● **Exercise objective**
From the data below, copy each line that includes the word "leaf".

%%

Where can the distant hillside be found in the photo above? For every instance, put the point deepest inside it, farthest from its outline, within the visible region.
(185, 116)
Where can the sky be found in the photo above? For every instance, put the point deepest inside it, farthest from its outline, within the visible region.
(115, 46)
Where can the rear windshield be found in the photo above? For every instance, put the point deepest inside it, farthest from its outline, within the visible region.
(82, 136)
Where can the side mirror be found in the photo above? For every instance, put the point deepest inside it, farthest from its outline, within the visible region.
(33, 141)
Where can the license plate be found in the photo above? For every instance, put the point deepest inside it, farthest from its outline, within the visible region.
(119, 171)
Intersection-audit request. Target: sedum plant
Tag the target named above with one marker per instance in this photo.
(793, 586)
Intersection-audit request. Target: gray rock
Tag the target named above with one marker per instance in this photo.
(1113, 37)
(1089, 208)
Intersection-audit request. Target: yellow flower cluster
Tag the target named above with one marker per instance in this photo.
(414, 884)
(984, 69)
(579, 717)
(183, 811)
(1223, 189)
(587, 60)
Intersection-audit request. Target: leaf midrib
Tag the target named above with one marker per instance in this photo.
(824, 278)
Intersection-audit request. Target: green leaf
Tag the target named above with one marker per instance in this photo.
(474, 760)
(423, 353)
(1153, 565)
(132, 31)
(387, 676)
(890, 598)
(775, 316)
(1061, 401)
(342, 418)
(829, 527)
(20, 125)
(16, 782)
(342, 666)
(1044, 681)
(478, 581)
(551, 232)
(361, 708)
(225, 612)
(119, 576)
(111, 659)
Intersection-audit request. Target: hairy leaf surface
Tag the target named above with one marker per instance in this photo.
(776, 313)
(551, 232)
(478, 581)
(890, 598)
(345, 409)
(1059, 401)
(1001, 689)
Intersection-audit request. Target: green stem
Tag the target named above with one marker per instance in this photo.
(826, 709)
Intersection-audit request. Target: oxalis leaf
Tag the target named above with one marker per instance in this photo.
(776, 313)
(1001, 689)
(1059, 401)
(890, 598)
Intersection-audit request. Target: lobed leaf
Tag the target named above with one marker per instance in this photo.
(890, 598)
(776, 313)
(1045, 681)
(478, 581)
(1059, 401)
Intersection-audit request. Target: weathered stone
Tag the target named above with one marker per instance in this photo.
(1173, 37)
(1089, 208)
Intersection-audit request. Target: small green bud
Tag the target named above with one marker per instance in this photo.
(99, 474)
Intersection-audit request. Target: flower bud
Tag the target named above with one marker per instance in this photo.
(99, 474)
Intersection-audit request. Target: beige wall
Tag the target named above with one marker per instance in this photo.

%%

● **Task result**
Intersection-audit request. Target: leaf midrib
Intersection-audit request. Target: green leaf
Intersection-audit request. Target: hairy leaf surface
Intersection-audit request. Target: oxalis leaf
Intersection-audit request. Target: lobed leaf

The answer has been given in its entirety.